# [Exercise set]
• A. Condense the paragraph of the oral history interview below that begins "So, when I came home that night" into a short bulleted list that keeps its main facts.
• B. Carry the oral history interview below forward from the point where it stops.

# [Page text]
■ ■ ■ ■ ■

I just looked around, and I started walking towards the—trying to get off the campus. I started walking towards the street, because they were all being taken care of and there were sirens and I knew there was somebody who’d hopefully help them, but there was nothing I could do. And I just walked towards, I don’t know what this street is, Route 5, to get off the campus. Well, they had Guards at the exit there, in the entrance. But there were buses sitting out there. And so, I just walked towards the exit, and they stood there looking, but they never looked at me, and I just walked out. They didn’t try and stop me. And I got on one of the buses and there was nobody else on it, and he took me—I got off downtown and I called my girlfriend, and she came and picked me up.
So, when I came home that night, or that day, everyone was pretty upset. They were happy I was all right. But, again, my mom, she just is like this stone-faced person, you know, she could get pissed but, you know. But then my dad came home and my brothers. I asked them too, because I wanted help to remember what all happened. My dad, he loved America. He left Italy and came here to start a new life and he would only drive American cars and he spoke five, six different languages, and we all just spoke English, and he loved America. And he, when we were sitting down to supper, he just got angry, and he said, and he knew that they put a gun on me and hit me in the face, and he goes, “This is why I left Italy. This is why I left Italy.” And that was all he had to say.
So I went, later, I went to see my girlfriend, and we were walking down the street to get a—I think they had like a curfew everywhere, they thought there was going to be this giant whatever. We were walking down the street to get something, ice cream or something, and this cop car pulled in and there’s me and these two girls and he started, “Come here man, what are you doing?” I still look like, you know, what I look like. And I’m going, You know what, it’s enough of this shit. So, I went up and I was ready to get in the shit, and then I’d seen there was another officer in the car, he was this Italian dude that I knew my whole life, and I said, “Man, tell this dude to shut the fuck up. I had a bad day, man. I’m not doing nothing. We’re going to get ice cream.” So that was. I guess I looked like I should’ve been protesting, but I was—yeah. And then, after that, they closed the campus, I think.
[Interviewer]: [01:52:31] Yeah, I was going to ask, do you recall, after they closed [the campus], about your classes. How did they handle those? Were you submitting homework via US mail? Were you meeting professors, or what was kind of the option for you for some of your classes?
[George Giusti]: One thing that was kind of nice, is the art classes I was taking, I was taking a class from Ira Matteson, who’s a great artist and a great teacher, and a great person and he had us come out to his house. And I don’t remember where he lived, but it was really cool. I did some of my best drawings out there. And he was really a calming—I don’t know, do you know Ira Matteson?
[Chuck Ayers]: I didn’t know him.
[George Giusti]: Well, he actually has a—downtown Akron, in front of the federal building, I think, on High Street, there’s these like cutout people.

■ ■ ■ ■ ■

Entries from a point annotation set
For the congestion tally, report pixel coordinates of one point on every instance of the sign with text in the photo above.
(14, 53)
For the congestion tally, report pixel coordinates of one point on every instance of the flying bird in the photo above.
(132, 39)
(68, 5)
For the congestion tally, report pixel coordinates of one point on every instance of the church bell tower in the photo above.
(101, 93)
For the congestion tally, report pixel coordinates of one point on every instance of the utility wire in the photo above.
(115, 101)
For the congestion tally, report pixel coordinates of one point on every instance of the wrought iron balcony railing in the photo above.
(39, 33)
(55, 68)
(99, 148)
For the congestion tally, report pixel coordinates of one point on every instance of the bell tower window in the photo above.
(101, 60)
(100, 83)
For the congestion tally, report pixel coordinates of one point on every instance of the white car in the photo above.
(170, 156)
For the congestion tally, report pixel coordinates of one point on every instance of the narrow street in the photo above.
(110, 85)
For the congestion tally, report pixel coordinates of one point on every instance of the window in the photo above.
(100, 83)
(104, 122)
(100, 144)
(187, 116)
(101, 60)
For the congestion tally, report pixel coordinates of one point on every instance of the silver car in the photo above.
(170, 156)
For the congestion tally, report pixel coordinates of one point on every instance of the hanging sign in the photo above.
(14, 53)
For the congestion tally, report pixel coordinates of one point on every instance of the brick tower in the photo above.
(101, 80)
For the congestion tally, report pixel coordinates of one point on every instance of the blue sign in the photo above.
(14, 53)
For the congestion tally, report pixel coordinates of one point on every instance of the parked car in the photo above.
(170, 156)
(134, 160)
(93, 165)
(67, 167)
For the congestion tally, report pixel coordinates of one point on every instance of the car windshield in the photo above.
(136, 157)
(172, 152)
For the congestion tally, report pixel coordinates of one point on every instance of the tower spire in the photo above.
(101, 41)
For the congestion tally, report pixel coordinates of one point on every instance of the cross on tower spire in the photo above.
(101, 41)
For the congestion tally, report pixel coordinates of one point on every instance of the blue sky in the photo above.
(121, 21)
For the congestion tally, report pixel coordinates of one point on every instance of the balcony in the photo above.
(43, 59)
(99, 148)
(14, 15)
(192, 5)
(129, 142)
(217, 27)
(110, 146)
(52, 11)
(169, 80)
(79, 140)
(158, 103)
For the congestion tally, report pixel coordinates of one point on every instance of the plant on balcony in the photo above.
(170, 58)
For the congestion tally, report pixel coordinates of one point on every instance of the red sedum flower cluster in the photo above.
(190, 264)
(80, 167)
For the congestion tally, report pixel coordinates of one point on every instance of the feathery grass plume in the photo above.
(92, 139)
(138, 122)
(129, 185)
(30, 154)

■ ■ ■ ■ ■

# [Exercise answers]
• A.
- Everyone at home was upset that night but happy I was all right.
- My mom stayed stone-faced.
- When my dad and brothers came home, I asked them to help me remember what had happened.
- My dad loved America. He left Italy to start a new life here, drove only American cars, and spoke five or six languages, while the children spoke only English.
- At supper, knowing I'd had a gun put on me and been hit in the face, he got angry and said only, "This is why I left Italy."

• B.
[Chuck Ayers]: That’s his? Okay.
[George Giusti]: Yeah, he did that. I think that’s what he did. He just was a—so I’d go out there for class, and then I had one other guy, but I can’t think of his name, and he was kind of an asshole as a teacher but then I got to be friends with him when we went to his house. It was a whole different thing. And then, some of the classes, I don’t know how I did them, the ones that weren’t art classes. Ans so, it was kind of nice, really, it was, to me. It was like—and Ira was incredible, and his wife, too. They were great people.
[Interviewer]: [01:54:23] Did Ira or any of your other professors acknowledge what happened, or kind of just focus on the schooling itself? Do you recall?
[George Giusti]: They acknowledged it in different ways. And the other guy, that I can’t think of his name, his girlfriend was Mary Maxwell, and she was a ceramic person and I kind of knew her. But I can’t think of his name. But anyhow, she was—they acknowledged it, and we discussed it there somewhat. But for the most part, I can’t even remember how many people—all I remember is me. But I’m sure I wasn’t the only person. But that’s the way school should be, they bring you little sandwiches and some iced tea when you’re sitting out drawing out in the backyard.
[Interviewer]: Sounds nice.
[George Giusti]: Yeah.
[Interviewer]: [01:55:21] Do you think that your experience as a veteran affected how you interpreted the events from May 4?
[George Giusti]: Yes. It was stupid. It was stupid. And we keep doing it over and over. It shouldn’t have happened. And the people that were killed and wounded were—a horrible thing. But so was the fact that pretty much everyone that was there went through a horrible thing. And probably many, many of them, not even knowingly, because I have PTSD from Vietnam, and probably from that too. But a lot of the people probably have PTSD from even being there and going through that but they’ve never been treated. And I’m sure there’s quite a few that have—PTSD affects your life. And it affected mine. I had to change my life because I planned to be a—I was pretty good at school, and I kind of wanted to be a teacher. But, I wanted to be an artist, but then I, you know, I wanted to be whatever I wanted to be that I could be. But then after I came back, that was narrowed down. Art was a great thing to do. I had some pretty bad art teachers, that’s when I came back. The ones that I dealt with at the time, like I said, Ira and the other guy and Mary Maxwell, she was great. I was kind of, like I said—I lived the house that my mom bought for me. I had a bedroom there, but down the basement, those old houses all had coal cellars. And I was attracted to coal cellars because it was a bunker. And we would go down there, that’s where we’d go smoke weed. We didn’t have to, but I just felt comfortable.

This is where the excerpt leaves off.